* **Task objective**: The records under this task must be duplicated exactly.

* **Given records**:
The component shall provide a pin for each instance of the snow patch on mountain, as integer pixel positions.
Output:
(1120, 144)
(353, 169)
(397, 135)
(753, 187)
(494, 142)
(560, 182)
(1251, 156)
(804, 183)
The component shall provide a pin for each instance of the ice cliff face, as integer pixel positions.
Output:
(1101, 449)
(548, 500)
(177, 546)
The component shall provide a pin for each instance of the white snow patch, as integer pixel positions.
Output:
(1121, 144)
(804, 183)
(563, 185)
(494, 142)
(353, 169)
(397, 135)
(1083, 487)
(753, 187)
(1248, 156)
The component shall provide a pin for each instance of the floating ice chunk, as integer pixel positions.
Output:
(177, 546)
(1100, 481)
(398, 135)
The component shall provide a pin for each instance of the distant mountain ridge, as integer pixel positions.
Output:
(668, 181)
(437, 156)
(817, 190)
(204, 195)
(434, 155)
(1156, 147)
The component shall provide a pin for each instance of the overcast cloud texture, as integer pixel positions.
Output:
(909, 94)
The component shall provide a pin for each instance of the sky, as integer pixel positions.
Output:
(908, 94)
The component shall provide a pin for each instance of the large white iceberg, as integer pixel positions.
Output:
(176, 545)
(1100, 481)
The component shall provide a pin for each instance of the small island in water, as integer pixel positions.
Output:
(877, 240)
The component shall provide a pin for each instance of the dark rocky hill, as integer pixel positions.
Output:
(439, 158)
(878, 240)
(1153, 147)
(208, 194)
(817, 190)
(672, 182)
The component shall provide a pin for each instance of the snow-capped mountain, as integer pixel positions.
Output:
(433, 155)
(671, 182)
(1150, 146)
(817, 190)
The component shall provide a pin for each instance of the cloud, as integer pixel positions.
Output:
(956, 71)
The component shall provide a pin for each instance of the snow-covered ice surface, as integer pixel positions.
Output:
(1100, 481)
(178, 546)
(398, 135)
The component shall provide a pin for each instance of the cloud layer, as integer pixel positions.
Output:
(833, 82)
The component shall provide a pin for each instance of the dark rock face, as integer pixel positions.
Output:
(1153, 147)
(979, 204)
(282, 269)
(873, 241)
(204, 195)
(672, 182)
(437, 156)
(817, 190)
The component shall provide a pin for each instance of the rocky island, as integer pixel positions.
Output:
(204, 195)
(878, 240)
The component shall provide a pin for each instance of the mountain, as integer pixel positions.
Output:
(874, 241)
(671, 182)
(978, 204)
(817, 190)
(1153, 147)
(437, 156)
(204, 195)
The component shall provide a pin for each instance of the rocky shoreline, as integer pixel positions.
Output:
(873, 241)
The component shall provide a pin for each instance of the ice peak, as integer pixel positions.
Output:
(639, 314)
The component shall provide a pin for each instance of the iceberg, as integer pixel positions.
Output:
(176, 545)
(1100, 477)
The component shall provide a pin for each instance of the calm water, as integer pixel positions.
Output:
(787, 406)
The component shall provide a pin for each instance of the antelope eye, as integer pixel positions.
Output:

* **Solved problem**:
The component shall provide a pin for each instance of the snow patch on mountain, as integer pixel positions.
Output:
(1120, 144)
(353, 169)
(397, 135)
(753, 187)
(494, 142)
(560, 182)
(1251, 156)
(804, 183)
The component shall provide a pin for each instance of the ice cliff face, as integer pixel positions.
Output:
(1101, 449)
(548, 500)
(177, 546)
The component shall provide a pin for each instance of the white snow patch, as integer pixel positions.
Output:
(1121, 144)
(804, 183)
(563, 185)
(494, 142)
(353, 169)
(397, 135)
(1083, 487)
(753, 187)
(1248, 156)
The component shall provide a pin for each instance of the floating ice chunk, as integer pixel positions.
Output:
(177, 546)
(1100, 481)
(398, 135)
The component shall provide a pin for each instance of the distant mountain ridge, as integer pixel positions.
Output:
(668, 181)
(437, 156)
(817, 190)
(204, 195)
(434, 155)
(1156, 147)
The component shall provide a pin for each instance of the overcast cloud texture, as integer pixel positions.
Output:
(909, 94)
The component shall provide a pin for each instance of the sky, as integer pixel positions.
Output:
(908, 94)
The component shall provide a pin for each instance of the large white iceberg, as integer pixel positions.
Output:
(176, 545)
(1100, 481)
The component shall provide a pin for each instance of the small island in water, as integer pixel positions.
Output:
(877, 240)
The component shall provide a pin for each instance of the dark rocky hill, as integer pixel positions.
Output:
(439, 158)
(878, 240)
(1153, 147)
(208, 194)
(817, 190)
(672, 182)
The component shall provide a pin for each instance of the snow-capped mountain, as integer pixel positions.
Output:
(433, 155)
(671, 182)
(1150, 146)
(817, 190)
The component shall provide a pin for each instance of the cloud, as integer pixel positions.
Output:
(956, 71)
The component shall provide a pin for each instance of the snow-covered ice surface, as integer pixel positions.
Output:
(1100, 481)
(178, 546)
(398, 135)
The component shall provide a pin for each instance of the cloud layer, as integer pixel positions.
Output:
(833, 82)
The component shall provide a pin for each instance of the dark rock face, as integer pixel positions.
Output:
(1153, 147)
(979, 204)
(282, 269)
(873, 241)
(204, 195)
(672, 182)
(437, 156)
(817, 190)
The component shall provide a pin for each instance of the rocky island, as integer pixel positions.
Output:
(204, 195)
(878, 240)
The component shall provide a pin for each instance of the mountain, as integer pixel positions.
Output:
(874, 241)
(671, 182)
(978, 204)
(817, 190)
(1153, 147)
(437, 156)
(204, 195)
The component shall provide a pin for each instance of the rocky shoreline, as integer pixel positions.
Output:
(873, 241)
The component shall provide a pin for each instance of the ice peak, as integer pixel positions.
Output:
(639, 314)
The component shall provide a pin for each instance of the iceberg, as integer pixel positions.
Output:
(176, 545)
(1100, 477)
The component shall provide a pin for each instance of the calm water, as integer pixel positions.
Output:
(787, 406)
The component shall provide a pin for each instance of the antelope eye, as integer pixel positions.
Output:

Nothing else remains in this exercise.